UA Tech Park aims to be border lab

ARIZONA DAILY STAR
BY: Tom Beal
March 2, 2013

WOULD DO EVALUATION, TESTING FOR CUTTING-EDGE SECURITY SYSTEMS

Tech Park aims to be border lab
Sean Pender, center, explains DRS Technologies’ surveillance test tower during a border technology showcase at the UA Science and Technology Park. DRS will build and test the towers there if it wins a competition with other defense contractors for a federal contract to provide them.

The University of Arizona’s Science and Technology Park hopes to parlay its partnership with the U.S. arm of an international defense systems giant into a role as a testing and evaluation center for border security technologies.

DRS Technologies Inc. has set up a test laboratory at UA Tech Park where it can take advantage of the area’s climate and terrain and the engineering and scientific expertise at the UA, said Richard S. Danforth, president of its Integrated Defense Systems and Services Group.

On Tech Park land just south of Interstate 10, it has built a prototype of the border surveillance towers it hopes to sell to the Department of Homeland Security. It hopes to win a competition with other large defense contractors to build 50 of the towers along the U.S.-Mexico border.

= Tasks to complete =
**1)** Return the passage of the UA Tech Park article between "The University of" and "the U.S.-Mexico border.", inclusive, copied word for word.
**2)** Write the next part of the UA Tech Park article, picking up after its final sentence about the tower competition.

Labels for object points
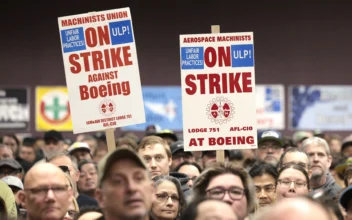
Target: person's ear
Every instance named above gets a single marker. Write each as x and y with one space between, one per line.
22 197
99 197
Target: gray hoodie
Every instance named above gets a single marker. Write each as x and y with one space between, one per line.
330 188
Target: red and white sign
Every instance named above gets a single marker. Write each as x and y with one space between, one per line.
101 69
218 91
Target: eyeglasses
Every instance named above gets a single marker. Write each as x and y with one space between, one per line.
235 193
287 183
65 169
9 172
42 192
163 197
71 213
267 188
303 165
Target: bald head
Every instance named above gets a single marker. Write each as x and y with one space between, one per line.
293 209
40 172
46 192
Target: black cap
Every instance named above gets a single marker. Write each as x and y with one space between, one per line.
10 162
53 134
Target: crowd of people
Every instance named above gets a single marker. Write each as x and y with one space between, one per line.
306 176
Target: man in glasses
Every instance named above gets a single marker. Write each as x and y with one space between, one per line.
320 161
226 183
54 142
297 156
46 192
270 147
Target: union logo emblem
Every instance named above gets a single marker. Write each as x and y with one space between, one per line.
54 107
220 110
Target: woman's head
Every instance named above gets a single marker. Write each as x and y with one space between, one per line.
264 179
169 199
292 181
229 184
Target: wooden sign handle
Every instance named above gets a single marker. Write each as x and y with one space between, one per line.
110 139
220 154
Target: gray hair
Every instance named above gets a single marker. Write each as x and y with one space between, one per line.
315 141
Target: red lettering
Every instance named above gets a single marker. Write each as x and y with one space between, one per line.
76 67
189 82
247 82
210 57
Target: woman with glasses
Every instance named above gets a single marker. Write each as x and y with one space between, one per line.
264 178
229 184
169 202
292 181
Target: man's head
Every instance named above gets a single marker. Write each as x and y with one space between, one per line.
294 155
80 151
179 155
5 152
269 146
12 142
156 153
348 175
319 156
62 159
88 179
54 142
209 157
123 175
346 201
27 150
10 167
229 184
264 179
346 147
46 192
204 208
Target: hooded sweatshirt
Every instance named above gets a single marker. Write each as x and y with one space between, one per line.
330 188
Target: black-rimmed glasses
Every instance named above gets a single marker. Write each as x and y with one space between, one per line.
235 193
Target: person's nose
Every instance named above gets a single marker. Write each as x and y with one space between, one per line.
262 194
153 163
227 198
292 187
169 202
50 195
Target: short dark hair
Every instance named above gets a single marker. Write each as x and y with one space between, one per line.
182 201
296 167
188 163
86 209
291 150
261 168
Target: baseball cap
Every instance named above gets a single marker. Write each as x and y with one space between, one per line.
346 196
78 146
270 135
118 154
13 181
167 133
53 134
10 163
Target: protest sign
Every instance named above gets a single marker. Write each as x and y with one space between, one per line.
52 109
218 91
323 107
270 102
101 70
14 109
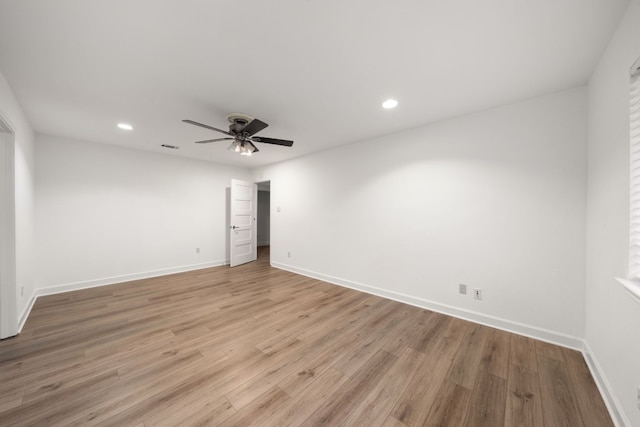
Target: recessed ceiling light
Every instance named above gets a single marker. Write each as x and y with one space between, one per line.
390 103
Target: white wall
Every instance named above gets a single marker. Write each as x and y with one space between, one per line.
612 318
495 200
12 113
106 214
264 218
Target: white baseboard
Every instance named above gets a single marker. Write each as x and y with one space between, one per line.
472 316
94 283
27 310
606 391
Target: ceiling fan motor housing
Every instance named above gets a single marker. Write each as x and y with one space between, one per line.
238 122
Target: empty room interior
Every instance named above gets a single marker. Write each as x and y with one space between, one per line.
320 213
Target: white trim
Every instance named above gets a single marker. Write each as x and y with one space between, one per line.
8 293
606 391
631 286
27 310
74 286
546 335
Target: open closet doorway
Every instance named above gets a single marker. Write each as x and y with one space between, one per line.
264 220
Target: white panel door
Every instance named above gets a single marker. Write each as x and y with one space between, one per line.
242 237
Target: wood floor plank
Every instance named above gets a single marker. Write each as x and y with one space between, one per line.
524 406
487 404
376 405
523 352
592 408
559 405
337 408
300 407
495 358
415 403
465 366
254 345
449 407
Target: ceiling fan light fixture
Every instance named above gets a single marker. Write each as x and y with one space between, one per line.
389 104
247 148
235 146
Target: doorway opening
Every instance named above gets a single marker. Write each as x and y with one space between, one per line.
264 221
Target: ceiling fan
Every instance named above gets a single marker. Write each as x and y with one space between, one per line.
242 129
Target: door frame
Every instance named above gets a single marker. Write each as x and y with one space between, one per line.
8 294
234 258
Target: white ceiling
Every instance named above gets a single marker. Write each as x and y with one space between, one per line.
315 70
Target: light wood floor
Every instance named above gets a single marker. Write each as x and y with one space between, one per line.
259 346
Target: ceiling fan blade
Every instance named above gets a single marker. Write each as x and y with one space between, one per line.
212 140
274 141
191 122
254 126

= Task-by-task answers =
**1)**
The University of Arizona’s Science and Technology Park hopes to parlay its partnership with the U.S. arm of an international defense systems giant into a role as a testing and evaluation center for border security technologies.

DRS Technologies Inc. has set up a test laboratory at UA Tech Park where it can take advantage of the area’s climate and terrain and the engineering and scientific expertise at the UA, said Richard S. Danforth, president of its Integrated Defense Systems and Services Group.

On Tech Park land just south of Interstate 10, it has built a prototype of the border surveillance towers it hopes to sell to the Department of Homeland Security. It hopes to win a competition with other large defense contractors to build 50 of the towers along the U.S.-Mexico border.

**2)**
It showed them off Friday to media and local officials at a networking reception and technology showcase held by UA Tech Park.

The towers cover an area with a 7.5-mile radius with radar, infrared and electro-optical cameras that can detect movement of people and vehicles and characterize their activities.

The company has built and operated similar systems in Egypt and Jordan.

For now, the company, a subsidiary of Italy-based Finmeccanica, has three full-time employees in Tucson, but 15 to 25 rotate through, said James Hynes, executive director of the company’s DHS & Force Protection Programs.

The full-time force would increase to 40 to 50 if DRS wins a contract for the towers, Hynes said.

It would also mean a boost for Tucson-based International Towers Inc., which would manufacture the towers locally, said its vice president, Ed Marue.

Hynes said DRS plans to stay and grow its testing and evaluation center in Tucson even if fails to get the tower contract.

The climate and terrain are a match for regions where it already deploys force-protection and border security systems, he said.

David Welsh, executive vice president of Tucson Regional Economic Opportunities (TREO), said the Tech Park’s plan aims at a “nice, niche technology” that could soften the economic blow to the region when the federal government cuts back on defense spending in the coming years. “Everybody knows it’s going to shrink,” he said.

The UA Tech Park plan is called the Border Technology Evaluation Center, or Border TEC.

“Southern Arizona could be a leading center in the world for development of border technology,” said Bruce Wright, UA associate vice president for university research parks.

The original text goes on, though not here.